TEXT PASSAGE:
Silk Road Spirit

Scarves, Shawls & Pashminas for Men and Women

Flower Power: Political Movement or Fashion Trend?

Solveig MuusComment
To me, it’s fascinating how popular culture influences fashion, and fashion influences pop culture. In the 1920s, for example, women won the right to vote, and a certain liberation followed. Flappers flew, women threw off their bustles and girdles, and in some cases, even in high society, they threw off their undergarments altogether – witness those early films featuring Carole Lombard, Jean Harlow, Claudette Colbert and others, dressed in those slinky satin gowns without a stitch on underneath. I think you could make a case for fashion following culture in that era.

In the 1940s and ‘50s, a new morality emerged, and we saw the rise to prominence of such moral dictators as Edgar J. Hoover and Joseph McCarthy. Filmmakers endured strict censorship, and American families moved to the suburbs. Women squeezed back into their Maidenform bras and girdles, and accessorized with matchy-matchy belts, handbags, gloves and shoes. Is fashion following culture, and the mood of the country here? I think so.

AIM OF THE TASK:
Answer these questions from the fashion post:
1. What right did women win in the 1920s?
2. Which three actresses are named as appearing in early films in slinky satin gowns?
3. Where did American families move in the 1940s and '50s?

SOURCE INFORMATION:
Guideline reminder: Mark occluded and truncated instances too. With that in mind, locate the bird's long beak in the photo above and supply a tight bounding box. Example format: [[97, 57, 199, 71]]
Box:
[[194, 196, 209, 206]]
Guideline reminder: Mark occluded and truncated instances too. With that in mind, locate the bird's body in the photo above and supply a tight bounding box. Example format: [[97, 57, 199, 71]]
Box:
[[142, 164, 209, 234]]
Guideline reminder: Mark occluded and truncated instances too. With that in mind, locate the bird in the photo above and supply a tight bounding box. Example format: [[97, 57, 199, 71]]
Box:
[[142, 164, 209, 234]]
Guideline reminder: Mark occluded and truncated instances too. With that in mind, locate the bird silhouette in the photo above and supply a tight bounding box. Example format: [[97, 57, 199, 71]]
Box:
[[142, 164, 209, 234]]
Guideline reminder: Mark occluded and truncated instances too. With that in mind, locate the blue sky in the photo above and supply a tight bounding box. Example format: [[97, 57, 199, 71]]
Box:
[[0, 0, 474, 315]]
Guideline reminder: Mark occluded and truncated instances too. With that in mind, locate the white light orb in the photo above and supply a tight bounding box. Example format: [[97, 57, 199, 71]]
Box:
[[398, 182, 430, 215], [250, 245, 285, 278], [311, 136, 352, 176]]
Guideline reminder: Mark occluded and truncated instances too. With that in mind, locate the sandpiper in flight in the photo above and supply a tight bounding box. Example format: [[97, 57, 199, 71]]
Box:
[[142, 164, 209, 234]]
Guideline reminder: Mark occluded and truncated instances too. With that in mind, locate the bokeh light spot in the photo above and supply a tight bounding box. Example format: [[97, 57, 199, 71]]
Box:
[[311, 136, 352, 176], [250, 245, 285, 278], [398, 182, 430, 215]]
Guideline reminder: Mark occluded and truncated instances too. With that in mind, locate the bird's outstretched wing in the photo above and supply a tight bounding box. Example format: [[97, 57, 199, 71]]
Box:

EXERCISE OUTPUT:
1. The right to vote.
2. Carole Lombard, Jean Harlow and Claudette Colbert.
3. To the suburbs.